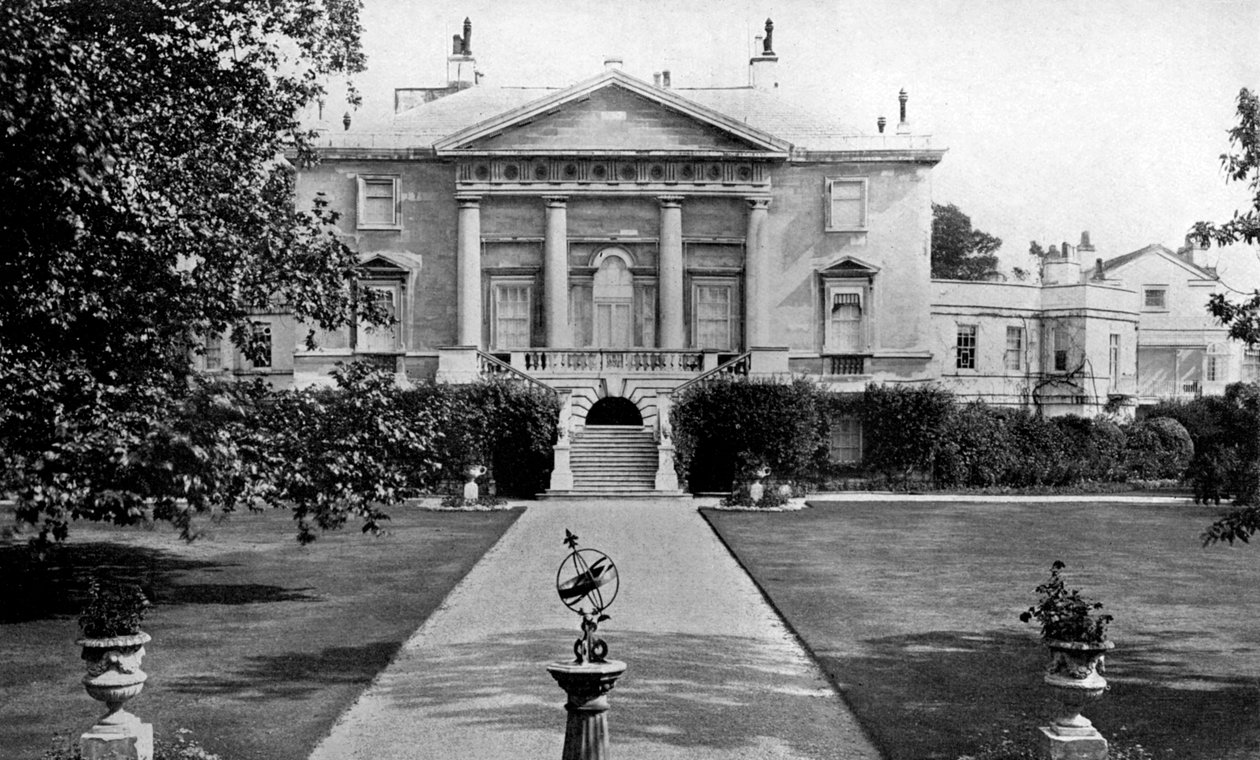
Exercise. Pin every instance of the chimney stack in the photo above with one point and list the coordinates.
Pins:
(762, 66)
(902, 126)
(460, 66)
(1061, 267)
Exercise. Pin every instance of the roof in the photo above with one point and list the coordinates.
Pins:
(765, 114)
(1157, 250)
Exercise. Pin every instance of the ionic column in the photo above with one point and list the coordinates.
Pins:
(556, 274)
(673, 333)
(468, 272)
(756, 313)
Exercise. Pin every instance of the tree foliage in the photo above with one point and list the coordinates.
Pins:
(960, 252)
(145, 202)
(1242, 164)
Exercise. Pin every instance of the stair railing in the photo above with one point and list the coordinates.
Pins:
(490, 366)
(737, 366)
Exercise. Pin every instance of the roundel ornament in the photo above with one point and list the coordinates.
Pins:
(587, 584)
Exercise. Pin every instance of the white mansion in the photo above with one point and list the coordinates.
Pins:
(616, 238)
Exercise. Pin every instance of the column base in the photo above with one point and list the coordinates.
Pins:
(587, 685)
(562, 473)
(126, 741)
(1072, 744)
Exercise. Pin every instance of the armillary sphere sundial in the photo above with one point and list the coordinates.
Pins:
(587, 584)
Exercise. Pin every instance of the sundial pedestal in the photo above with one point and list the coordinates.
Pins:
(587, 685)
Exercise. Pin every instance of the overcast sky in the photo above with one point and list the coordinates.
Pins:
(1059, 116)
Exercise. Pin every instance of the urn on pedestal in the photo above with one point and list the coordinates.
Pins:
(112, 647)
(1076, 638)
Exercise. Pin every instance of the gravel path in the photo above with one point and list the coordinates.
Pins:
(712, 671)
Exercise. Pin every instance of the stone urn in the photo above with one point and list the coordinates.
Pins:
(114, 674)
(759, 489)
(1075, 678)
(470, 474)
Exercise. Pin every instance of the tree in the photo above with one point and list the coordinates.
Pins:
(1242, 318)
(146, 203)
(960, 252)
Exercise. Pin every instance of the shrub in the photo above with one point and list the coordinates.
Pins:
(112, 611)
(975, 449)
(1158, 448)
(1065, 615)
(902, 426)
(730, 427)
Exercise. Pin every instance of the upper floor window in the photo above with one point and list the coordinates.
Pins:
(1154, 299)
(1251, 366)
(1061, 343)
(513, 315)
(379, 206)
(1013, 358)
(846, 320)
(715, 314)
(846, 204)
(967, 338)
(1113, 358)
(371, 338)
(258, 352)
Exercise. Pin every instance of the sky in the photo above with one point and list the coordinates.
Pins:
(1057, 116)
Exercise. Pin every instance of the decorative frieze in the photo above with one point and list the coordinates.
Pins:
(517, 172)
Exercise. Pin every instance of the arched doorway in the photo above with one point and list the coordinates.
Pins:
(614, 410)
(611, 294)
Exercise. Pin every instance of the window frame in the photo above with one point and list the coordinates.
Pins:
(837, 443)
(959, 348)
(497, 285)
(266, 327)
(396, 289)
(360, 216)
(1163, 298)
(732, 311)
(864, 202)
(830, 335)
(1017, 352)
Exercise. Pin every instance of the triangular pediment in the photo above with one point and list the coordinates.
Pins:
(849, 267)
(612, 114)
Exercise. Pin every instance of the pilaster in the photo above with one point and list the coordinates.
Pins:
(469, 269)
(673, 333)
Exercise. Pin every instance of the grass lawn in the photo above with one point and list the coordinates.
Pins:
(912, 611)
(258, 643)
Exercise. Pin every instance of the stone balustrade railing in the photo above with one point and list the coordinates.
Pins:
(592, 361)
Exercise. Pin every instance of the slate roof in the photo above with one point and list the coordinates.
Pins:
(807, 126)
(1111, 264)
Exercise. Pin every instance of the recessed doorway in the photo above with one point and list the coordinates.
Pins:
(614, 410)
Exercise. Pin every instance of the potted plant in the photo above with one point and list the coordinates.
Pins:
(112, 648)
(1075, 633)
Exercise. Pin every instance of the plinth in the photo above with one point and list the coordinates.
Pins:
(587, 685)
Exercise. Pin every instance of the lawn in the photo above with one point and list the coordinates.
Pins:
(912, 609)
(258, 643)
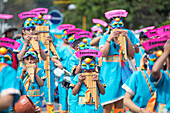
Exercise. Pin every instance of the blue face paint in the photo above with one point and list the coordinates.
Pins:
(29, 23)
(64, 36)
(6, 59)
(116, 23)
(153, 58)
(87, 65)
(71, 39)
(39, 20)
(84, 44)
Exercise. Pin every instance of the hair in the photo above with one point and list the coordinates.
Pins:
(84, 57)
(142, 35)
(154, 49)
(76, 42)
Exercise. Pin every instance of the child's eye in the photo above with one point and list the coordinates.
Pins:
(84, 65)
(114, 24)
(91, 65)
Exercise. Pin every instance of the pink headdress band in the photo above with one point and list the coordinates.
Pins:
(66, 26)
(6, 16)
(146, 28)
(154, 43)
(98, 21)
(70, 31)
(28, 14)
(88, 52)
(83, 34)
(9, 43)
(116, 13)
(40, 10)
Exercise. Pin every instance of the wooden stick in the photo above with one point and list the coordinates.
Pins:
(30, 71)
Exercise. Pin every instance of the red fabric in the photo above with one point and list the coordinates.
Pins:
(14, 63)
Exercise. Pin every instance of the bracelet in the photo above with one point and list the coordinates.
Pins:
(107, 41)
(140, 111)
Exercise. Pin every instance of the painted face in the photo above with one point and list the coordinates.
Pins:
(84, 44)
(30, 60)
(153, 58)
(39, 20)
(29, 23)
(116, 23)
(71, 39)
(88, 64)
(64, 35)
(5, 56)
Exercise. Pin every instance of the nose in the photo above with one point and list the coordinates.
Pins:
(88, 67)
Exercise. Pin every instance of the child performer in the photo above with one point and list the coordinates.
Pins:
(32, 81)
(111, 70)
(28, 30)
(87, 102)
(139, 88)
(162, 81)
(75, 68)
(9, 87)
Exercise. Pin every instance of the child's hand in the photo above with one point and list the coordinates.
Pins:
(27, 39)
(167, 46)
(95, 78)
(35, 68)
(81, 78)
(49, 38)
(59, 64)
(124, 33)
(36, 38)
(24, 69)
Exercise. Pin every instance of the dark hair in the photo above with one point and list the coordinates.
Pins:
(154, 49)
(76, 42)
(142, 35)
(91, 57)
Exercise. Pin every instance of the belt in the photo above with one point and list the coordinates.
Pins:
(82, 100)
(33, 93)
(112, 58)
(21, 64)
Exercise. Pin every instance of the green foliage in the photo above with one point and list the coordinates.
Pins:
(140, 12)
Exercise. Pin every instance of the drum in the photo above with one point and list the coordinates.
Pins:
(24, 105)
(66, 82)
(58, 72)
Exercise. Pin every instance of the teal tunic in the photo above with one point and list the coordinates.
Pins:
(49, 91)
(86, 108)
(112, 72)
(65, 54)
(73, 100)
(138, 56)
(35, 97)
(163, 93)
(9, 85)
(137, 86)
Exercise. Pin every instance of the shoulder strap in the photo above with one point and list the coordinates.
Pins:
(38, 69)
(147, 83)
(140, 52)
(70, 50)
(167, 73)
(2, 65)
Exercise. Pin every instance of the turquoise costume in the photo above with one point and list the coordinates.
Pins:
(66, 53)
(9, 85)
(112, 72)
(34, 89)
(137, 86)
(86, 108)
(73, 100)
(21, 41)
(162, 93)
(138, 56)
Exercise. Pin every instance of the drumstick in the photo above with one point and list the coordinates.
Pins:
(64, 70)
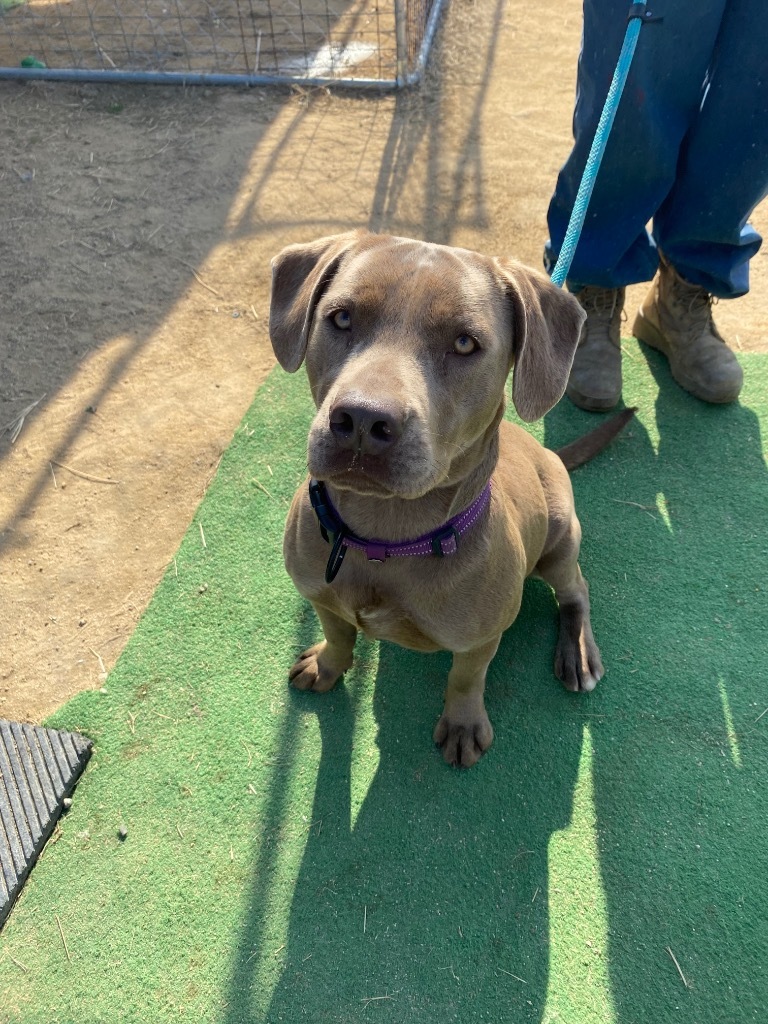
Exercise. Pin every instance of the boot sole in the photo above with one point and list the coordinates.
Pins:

========================

Work task — Copy exactly the lines from the line that contains "Exercise. Pin every instance of the turquoise" through the last line of the records above, both ends included, but leave out the pictures.

Completed exercise —
Exercise. Pin every instance of the turquoise costume in the photo above with one point and list the coordinates.
Pins:
(66, 53)
(9, 85)
(112, 72)
(34, 89)
(137, 86)
(86, 108)
(73, 100)
(21, 41)
(162, 93)
(138, 56)
Exercise. Pin every instance of the drumstick in the photo above with one point and list the coordinates.
Pins:
(64, 70)
Exercise. Pin every instance of the boot sole in the photo above with one point and list the coordinates.
Pins:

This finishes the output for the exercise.